**Stored records:**
****************************************

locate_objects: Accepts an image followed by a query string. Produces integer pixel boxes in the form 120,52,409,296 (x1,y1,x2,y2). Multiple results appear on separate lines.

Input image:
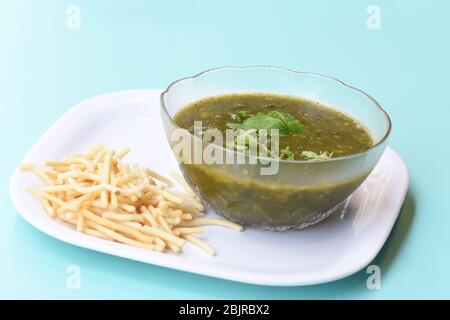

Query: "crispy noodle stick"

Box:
142,167,173,187
173,227,203,235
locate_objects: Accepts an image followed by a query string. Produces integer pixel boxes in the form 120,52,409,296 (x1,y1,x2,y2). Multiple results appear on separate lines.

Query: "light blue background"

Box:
0,0,450,299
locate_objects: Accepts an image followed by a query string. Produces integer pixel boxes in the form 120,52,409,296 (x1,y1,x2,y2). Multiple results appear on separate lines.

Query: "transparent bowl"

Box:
161,66,391,231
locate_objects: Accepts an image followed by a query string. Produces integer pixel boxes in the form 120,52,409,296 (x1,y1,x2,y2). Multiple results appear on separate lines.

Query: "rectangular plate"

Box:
10,89,409,286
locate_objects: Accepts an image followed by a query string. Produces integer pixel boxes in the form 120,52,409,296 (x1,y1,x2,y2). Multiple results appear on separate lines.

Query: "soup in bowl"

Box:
161,66,391,231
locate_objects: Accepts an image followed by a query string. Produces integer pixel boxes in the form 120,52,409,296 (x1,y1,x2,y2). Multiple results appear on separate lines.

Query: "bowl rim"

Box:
160,65,392,164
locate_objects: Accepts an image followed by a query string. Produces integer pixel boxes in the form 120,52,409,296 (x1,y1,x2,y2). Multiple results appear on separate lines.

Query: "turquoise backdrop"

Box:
0,0,450,299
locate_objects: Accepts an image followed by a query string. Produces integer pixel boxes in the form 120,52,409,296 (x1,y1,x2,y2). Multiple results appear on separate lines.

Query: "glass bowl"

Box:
161,66,391,231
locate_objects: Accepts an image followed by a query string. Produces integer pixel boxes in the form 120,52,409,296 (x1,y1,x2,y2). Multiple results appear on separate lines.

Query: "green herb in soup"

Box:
174,93,373,230
174,93,372,160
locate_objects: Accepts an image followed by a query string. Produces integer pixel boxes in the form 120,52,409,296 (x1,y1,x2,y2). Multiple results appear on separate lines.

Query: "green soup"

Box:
174,93,373,230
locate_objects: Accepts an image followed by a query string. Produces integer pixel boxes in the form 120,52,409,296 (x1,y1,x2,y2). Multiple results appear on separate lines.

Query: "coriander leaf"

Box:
302,151,333,161
267,111,305,134
280,146,294,160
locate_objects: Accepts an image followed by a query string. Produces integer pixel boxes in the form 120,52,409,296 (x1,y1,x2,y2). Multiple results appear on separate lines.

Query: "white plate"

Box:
10,90,408,286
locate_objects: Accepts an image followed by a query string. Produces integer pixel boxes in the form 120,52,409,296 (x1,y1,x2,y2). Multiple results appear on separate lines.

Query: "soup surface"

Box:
174,93,373,160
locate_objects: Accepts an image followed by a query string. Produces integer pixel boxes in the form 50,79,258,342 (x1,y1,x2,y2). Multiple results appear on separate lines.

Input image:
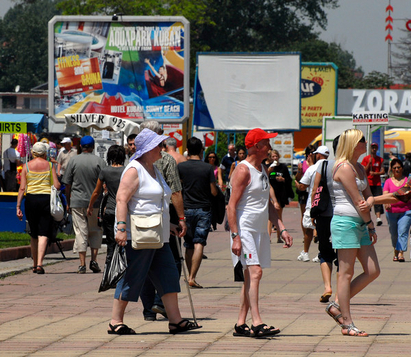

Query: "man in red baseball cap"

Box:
361,143,385,226
227,129,293,337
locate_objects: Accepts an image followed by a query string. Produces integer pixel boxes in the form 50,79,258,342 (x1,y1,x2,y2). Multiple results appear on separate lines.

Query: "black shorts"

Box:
297,190,308,205
316,216,337,263
24,193,54,239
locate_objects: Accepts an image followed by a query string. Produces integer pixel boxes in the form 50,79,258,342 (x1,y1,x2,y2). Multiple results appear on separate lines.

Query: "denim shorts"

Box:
184,208,212,249
331,215,372,249
114,241,180,301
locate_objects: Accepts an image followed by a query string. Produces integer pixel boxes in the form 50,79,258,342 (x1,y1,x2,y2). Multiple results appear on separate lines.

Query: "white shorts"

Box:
230,231,271,268
303,209,315,229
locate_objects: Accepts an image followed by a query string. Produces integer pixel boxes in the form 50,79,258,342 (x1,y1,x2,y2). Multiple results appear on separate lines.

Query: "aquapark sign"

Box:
49,16,190,123
301,63,337,128
65,113,140,136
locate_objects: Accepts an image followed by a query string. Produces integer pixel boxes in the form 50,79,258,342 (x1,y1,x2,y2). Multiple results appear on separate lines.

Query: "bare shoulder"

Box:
231,163,251,185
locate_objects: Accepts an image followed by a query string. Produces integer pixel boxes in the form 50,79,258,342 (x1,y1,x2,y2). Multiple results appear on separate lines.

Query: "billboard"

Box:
301,63,338,128
49,15,190,123
338,89,411,115
193,53,301,131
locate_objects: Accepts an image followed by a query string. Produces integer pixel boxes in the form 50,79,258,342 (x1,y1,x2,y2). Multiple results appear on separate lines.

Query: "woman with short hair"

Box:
107,128,200,335
17,142,60,274
326,129,380,337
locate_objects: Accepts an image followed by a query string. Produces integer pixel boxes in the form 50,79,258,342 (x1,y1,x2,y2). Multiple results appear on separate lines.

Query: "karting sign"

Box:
352,112,388,125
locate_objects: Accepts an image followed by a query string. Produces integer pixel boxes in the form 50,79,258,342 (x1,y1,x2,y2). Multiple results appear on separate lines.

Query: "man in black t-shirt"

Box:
177,137,217,288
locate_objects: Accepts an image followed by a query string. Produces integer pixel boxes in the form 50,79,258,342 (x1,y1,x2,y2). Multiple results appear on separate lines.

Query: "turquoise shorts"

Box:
331,215,372,249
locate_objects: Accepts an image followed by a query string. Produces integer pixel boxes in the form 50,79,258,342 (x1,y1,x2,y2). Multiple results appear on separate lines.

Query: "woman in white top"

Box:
107,129,200,335
326,129,380,337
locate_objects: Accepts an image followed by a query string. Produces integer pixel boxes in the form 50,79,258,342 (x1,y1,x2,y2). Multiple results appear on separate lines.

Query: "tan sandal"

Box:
325,301,342,326
341,322,368,337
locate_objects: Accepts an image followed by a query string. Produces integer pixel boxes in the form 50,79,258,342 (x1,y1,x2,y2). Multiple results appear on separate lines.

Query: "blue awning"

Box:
0,114,48,134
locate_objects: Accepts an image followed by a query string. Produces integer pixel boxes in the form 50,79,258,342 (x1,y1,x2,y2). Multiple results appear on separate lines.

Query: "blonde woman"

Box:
17,142,60,274
326,129,380,337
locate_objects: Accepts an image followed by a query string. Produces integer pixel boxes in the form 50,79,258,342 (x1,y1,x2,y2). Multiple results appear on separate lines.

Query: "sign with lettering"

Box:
65,113,140,136
49,15,190,123
0,122,27,134
352,112,388,125
301,63,337,128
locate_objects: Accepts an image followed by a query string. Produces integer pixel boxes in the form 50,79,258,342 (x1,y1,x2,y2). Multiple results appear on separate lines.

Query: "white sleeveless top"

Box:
116,160,171,243
331,162,368,217
237,160,270,232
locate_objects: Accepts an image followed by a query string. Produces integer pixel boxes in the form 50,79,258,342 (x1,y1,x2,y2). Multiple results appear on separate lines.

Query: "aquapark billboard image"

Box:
301,62,338,128
49,16,189,123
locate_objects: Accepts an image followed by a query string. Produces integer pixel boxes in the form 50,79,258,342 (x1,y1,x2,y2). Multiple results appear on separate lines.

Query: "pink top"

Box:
384,178,411,213
303,160,309,174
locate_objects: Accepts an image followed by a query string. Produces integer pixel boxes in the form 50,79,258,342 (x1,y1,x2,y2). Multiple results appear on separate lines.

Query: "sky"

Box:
0,0,411,74
320,0,411,74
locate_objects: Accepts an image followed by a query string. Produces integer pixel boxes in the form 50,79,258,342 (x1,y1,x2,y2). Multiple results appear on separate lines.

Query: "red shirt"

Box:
361,155,384,186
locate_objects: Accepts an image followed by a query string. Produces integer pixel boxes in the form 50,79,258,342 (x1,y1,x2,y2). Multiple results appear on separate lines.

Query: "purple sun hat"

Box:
130,128,168,161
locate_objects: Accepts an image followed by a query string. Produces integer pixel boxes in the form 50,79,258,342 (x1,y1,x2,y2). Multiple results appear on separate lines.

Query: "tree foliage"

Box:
60,0,338,82
393,30,411,84
0,0,59,91
355,71,394,89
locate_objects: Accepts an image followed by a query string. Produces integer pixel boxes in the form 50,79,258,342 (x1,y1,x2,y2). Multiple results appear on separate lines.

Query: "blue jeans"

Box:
386,211,411,252
184,208,212,249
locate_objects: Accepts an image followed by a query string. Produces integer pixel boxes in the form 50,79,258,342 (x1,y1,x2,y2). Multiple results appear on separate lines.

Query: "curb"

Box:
286,201,300,208
0,239,74,262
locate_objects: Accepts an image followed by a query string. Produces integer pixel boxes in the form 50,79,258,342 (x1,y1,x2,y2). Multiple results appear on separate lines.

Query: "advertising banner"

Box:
193,53,301,131
301,63,338,128
49,16,189,123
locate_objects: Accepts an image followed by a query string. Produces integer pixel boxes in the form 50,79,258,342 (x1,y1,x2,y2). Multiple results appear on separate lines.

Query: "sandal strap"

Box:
341,322,366,335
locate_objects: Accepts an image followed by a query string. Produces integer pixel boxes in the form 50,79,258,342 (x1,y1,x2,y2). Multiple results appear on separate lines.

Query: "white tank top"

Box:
237,160,270,232
332,162,368,217
116,160,171,243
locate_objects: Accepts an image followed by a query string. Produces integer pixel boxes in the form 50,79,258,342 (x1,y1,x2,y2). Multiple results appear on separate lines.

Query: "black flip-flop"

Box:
107,324,136,335
168,319,203,335
233,324,250,337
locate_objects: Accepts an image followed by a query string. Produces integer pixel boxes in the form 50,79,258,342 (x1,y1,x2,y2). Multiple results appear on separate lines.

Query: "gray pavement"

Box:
0,208,411,356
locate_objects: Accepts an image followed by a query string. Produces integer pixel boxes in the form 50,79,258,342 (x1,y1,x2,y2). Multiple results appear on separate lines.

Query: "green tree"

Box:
60,0,338,83
0,0,60,91
198,0,337,52
292,39,362,88
355,71,394,89
393,30,411,85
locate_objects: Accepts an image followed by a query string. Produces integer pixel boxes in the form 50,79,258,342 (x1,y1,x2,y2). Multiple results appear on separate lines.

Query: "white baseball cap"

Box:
313,145,330,156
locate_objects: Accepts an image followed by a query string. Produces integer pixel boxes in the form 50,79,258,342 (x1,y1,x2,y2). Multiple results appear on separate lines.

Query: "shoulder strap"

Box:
321,160,328,180
333,161,359,179
154,165,165,211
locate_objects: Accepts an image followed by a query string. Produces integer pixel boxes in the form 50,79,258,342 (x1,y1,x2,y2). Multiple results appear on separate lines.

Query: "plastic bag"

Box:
98,244,127,293
50,185,64,222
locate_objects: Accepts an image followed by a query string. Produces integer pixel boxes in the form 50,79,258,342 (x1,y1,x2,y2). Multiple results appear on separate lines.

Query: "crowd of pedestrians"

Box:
9,126,411,337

****************************************

Rewrite the records from their start through the line containing "173,227,203,235", putting "wonton" in place of "noodle" and keeping everything else the same. Leave the pictures out of your answer.

locate_objects: Accepts an image followed by a query string. Produces integer pixel boxes in the form 120,52,409,296 (x1,y1,x2,y2). Multiple results appear on separate lines.

Input image:

Query: "crispy wonton stick"

Box:
142,167,173,187
173,227,203,235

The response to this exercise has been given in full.